● Exercise details: Turn the lines of each entry into a JSON list of strings, one string per line, omitting blank lines.

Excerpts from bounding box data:
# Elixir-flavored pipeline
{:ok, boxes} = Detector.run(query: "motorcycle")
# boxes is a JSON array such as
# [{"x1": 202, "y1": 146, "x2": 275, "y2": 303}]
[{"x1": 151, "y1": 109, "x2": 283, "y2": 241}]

● Complete response:
[
  "# Elixir-flavored pipeline",
  "{:ok, boxes} = Detector.run(query: \"motorcycle\")",
  "# boxes is a JSON array such as",
  "# [{\"x1\": 202, \"y1\": 146, \"x2\": 275, \"y2\": 303}]",
  "[{\"x1\": 151, \"y1\": 109, \"x2\": 283, \"y2\": 241}]"
]